Na⁺-induced abnormalities in energetics have been demonstrated in diabetes mellitus (DM) heart and isolated cardiomyocytes (5, 7). The role of mitochondria in these changes is still unclear. In DM heart mitochondria, we and others have shown that parameters of respiration and oxidative phosphorylation are decreased when -ketoglutarate (KG) or pyruvate (plus malate) are used as substrate (7–10). At present, it is unclear whether changes in bioenergetics contribute to altered Na⁺ transport, or whether altered Na⁺ transport leads to progressively depressed mitochondrial bioenergetic function (or both), possibly by inducing changes mitochondrial matrix Ca²⁺ levels.

Questions to answer:
A – Answer these about the excerpt on diabetic heart mitochondria:
(i) In which two settings have Na⁺-induced abnormalities in energetics been demonstrated?
(ii) Which parameters are decreased in DM heart mitochondria?
(iii) Altered Na⁺ transport might depress mitochondrial function by inducing changes in what?
B – Return the part of the excerpt on diabetic heart mitochondria starting with "Na⁺-induced abnormalities in" and going on through "matrix Ca²⁺ levels.".
The entries have no connection to the text.

Provided information:
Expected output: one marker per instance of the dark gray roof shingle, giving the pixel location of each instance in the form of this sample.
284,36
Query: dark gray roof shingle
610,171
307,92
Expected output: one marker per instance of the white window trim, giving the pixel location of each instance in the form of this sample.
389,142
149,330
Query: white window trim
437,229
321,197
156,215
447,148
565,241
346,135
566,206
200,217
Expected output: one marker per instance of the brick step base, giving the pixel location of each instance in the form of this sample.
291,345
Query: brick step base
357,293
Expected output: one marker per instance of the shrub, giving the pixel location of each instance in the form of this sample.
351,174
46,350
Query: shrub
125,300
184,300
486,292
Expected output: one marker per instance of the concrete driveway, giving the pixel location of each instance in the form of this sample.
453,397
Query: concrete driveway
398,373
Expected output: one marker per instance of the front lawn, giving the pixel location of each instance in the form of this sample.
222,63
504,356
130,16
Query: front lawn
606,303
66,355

...

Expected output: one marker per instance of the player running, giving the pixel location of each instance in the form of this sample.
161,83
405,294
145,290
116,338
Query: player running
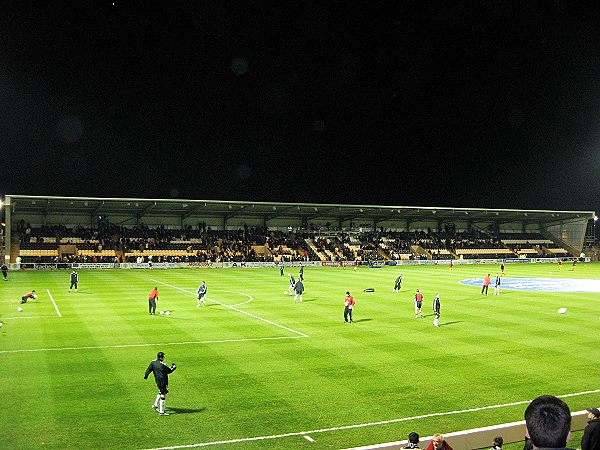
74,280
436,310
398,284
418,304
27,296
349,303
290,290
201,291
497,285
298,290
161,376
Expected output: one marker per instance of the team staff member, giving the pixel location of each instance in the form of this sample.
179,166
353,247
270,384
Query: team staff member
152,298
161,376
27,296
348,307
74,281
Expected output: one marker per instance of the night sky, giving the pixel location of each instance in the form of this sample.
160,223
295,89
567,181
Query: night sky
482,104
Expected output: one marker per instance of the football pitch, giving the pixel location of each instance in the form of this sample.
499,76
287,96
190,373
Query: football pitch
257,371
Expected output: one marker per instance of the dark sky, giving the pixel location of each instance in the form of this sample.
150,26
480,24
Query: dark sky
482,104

---

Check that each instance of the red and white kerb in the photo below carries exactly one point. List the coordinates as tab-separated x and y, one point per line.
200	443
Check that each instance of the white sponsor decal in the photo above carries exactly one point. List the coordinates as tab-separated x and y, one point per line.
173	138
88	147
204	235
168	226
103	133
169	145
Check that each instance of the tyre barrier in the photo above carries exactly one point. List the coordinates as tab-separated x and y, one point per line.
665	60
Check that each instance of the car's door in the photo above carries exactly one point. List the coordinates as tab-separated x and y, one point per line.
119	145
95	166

Activity answers:
A –
(i) Diabetes mellitus (DM) heart and isolated cardiomyocytes.
(ii) Respiration and oxidative phosphorylation.
(iii) Mitochondrial matrix Ca²⁺ levels.

B –
Na⁺-induced abnormalities in energetics have been demonstrated in diabetes mellitus (DM) heart and isolated cardiomyocytes (5, 7). The role of mitochondria in these changes is still unclear. In DM heart mitochondria, we and others have shown that parameters of respiration and oxidative phosphorylation are decreased when -ketoglutarate (KG) or pyruvate (plus malate) are used as substrate (7–10). At present, it is unclear whether changes in bioenergetics contribute to altered Na⁺ transport, or whether altered Na⁺ transport leads to progressively depressed mitochondrial bioenergetic function (or both), possibly by inducing changes mitochondrial matrix Ca²⁺ levels.